Task description -
Give the stretch of entries from the line containing "Can you see the statue" through the line containing "column 254, row 291" as a numbered list, leaving out any blank lines.

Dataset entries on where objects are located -
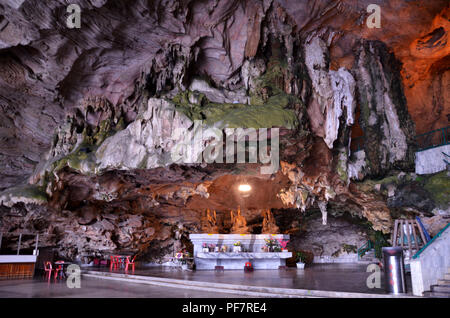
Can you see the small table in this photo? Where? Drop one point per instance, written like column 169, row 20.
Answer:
column 64, row 265
column 121, row 259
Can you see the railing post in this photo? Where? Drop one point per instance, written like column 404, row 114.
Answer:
column 37, row 240
column 18, row 245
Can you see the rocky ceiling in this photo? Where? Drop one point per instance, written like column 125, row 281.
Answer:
column 87, row 115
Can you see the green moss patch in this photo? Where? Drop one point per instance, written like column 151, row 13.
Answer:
column 439, row 187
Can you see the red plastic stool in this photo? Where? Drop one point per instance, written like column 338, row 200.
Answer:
column 248, row 267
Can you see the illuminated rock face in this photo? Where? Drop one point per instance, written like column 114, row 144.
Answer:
column 88, row 115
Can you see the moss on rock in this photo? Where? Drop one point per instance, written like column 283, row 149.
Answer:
column 439, row 187
column 27, row 193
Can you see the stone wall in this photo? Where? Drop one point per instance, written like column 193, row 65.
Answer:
column 432, row 160
column 432, row 264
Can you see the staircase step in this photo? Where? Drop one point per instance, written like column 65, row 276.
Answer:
column 440, row 288
column 436, row 294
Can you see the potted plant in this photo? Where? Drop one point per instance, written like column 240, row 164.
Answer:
column 300, row 259
column 271, row 243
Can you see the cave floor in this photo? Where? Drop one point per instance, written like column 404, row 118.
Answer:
column 327, row 277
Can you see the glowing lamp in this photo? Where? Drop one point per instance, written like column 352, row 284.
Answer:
column 244, row 187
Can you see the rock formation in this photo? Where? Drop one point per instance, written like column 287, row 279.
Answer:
column 269, row 225
column 114, row 136
column 238, row 222
column 209, row 223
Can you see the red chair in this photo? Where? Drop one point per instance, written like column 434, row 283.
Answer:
column 113, row 262
column 48, row 269
column 128, row 262
column 119, row 261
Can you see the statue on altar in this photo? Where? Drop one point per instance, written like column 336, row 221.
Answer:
column 269, row 225
column 239, row 224
column 209, row 223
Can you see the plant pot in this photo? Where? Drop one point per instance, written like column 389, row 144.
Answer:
column 300, row 265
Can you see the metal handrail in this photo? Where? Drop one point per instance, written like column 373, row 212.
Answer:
column 443, row 138
column 431, row 241
column 20, row 240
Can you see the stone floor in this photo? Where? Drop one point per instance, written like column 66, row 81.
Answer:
column 349, row 277
column 328, row 277
column 96, row 288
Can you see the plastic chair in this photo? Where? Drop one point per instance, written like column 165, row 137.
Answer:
column 128, row 262
column 248, row 267
column 48, row 269
column 58, row 268
column 113, row 262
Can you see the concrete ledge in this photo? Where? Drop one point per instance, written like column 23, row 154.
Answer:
column 10, row 259
column 254, row 291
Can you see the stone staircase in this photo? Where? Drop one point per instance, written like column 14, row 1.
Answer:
column 368, row 257
column 442, row 289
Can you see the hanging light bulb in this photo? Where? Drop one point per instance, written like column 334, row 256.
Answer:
column 244, row 187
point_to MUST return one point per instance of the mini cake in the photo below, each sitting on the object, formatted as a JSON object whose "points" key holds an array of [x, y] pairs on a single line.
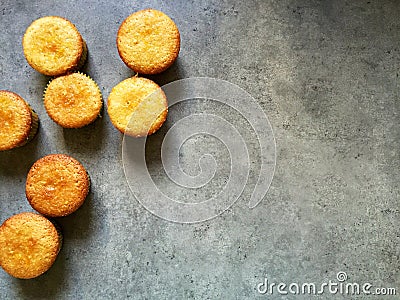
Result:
{"points": [[73, 100], [29, 245], [53, 46], [148, 41], [137, 106], [57, 185], [18, 122]]}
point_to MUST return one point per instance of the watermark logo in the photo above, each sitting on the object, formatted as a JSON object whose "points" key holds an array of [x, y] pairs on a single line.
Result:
{"points": [[170, 207], [339, 286]]}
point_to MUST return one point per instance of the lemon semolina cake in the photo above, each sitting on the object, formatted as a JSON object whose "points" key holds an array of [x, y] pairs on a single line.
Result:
{"points": [[57, 185], [29, 245], [53, 46], [148, 41], [73, 100], [137, 107], [18, 121]]}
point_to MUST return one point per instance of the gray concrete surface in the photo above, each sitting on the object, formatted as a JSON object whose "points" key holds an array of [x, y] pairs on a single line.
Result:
{"points": [[327, 75]]}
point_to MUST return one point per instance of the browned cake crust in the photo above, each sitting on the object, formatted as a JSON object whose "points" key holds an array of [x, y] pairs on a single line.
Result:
{"points": [[73, 100], [137, 106], [18, 122], [148, 41], [53, 46], [29, 244], [57, 185]]}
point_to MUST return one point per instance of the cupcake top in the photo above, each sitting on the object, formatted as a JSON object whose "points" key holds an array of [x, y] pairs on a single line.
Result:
{"points": [[15, 120], [148, 41], [57, 185], [73, 101], [29, 244], [53, 46], [137, 106]]}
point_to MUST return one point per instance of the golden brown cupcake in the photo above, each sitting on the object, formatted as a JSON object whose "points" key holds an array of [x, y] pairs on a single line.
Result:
{"points": [[18, 122], [73, 100], [57, 185], [53, 46], [148, 41], [137, 106], [29, 244]]}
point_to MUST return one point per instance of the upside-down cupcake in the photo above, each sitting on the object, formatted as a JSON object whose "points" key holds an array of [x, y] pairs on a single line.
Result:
{"points": [[18, 121], [137, 106], [29, 245], [148, 41], [57, 185], [73, 100], [53, 46]]}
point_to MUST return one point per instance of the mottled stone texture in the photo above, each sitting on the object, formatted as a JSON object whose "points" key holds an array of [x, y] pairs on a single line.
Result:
{"points": [[327, 75]]}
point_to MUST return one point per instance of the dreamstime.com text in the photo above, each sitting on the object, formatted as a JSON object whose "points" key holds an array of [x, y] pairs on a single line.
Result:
{"points": [[338, 286]]}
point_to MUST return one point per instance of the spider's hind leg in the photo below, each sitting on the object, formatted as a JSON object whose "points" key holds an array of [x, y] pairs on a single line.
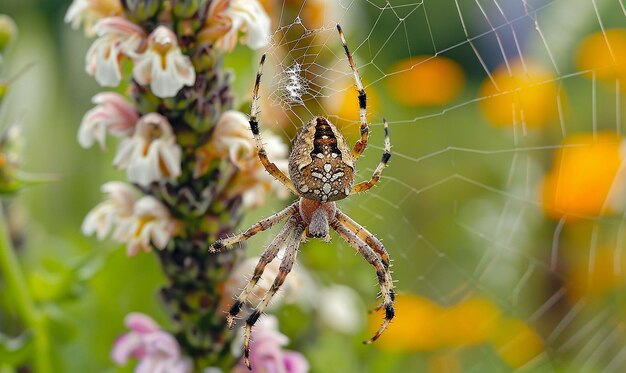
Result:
{"points": [[367, 185], [382, 273], [268, 255], [259, 227], [291, 251]]}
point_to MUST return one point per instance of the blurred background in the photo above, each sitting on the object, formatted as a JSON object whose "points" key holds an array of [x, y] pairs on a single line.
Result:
{"points": [[502, 206]]}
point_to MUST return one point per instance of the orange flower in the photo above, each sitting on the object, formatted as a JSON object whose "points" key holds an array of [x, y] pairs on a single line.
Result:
{"points": [[425, 81], [470, 322], [527, 95], [605, 54], [582, 179], [516, 343], [415, 327]]}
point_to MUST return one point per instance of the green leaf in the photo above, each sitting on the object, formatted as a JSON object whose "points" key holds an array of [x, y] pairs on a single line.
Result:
{"points": [[14, 351]]}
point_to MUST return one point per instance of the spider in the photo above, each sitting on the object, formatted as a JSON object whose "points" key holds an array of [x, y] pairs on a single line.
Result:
{"points": [[322, 168]]}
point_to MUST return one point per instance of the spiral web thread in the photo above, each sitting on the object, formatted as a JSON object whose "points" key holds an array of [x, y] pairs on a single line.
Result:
{"points": [[485, 193]]}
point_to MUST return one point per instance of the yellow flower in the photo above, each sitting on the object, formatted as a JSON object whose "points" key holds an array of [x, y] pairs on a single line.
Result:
{"points": [[595, 281], [583, 177], [425, 81], [345, 105], [469, 322], [415, 327], [527, 95], [607, 61], [516, 343]]}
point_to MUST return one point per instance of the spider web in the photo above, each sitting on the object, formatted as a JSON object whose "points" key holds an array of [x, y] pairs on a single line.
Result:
{"points": [[459, 207]]}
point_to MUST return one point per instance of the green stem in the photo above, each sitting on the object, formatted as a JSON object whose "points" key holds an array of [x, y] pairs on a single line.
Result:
{"points": [[16, 284]]}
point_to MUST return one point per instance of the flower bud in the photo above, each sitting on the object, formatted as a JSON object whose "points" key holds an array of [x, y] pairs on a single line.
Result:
{"points": [[185, 8], [8, 33], [4, 87], [144, 9]]}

Solution to this exercise -
1. Can you see the statue on altar in this photo? Where? Drop one point per instance, written like column 336, row 221.
2. Answer:
3. column 269, row 225
4. column 239, row 224
5. column 209, row 223
6. Can you see the plant pot in this photo? Where? Drop one point per instance, written like column 389, row 144.
7. Answer:
8. column 300, row 265
9. Can you see the metal handrail in this photo? Where? Drop one point per instance, written like column 373, row 212.
10. Answer:
11. column 443, row 138
12. column 431, row 241
13. column 20, row 240
14. Can you see the stone floor in this photo? Where? Drop one point per instance, written like column 66, row 81.
15. Answer:
16. column 349, row 277
17. column 328, row 277
18. column 96, row 288
19. Can you see the plastic chair in this photo? Where? Drop one point per instance, written like column 165, row 137.
20. Answer:
21. column 128, row 262
22. column 248, row 267
23. column 48, row 269
24. column 58, row 268
25. column 113, row 262
26. Can you see the concrete ledge in this photo? Where? Drop one point per instance, written like column 23, row 154.
27. Answer:
28. column 10, row 259
29. column 254, row 291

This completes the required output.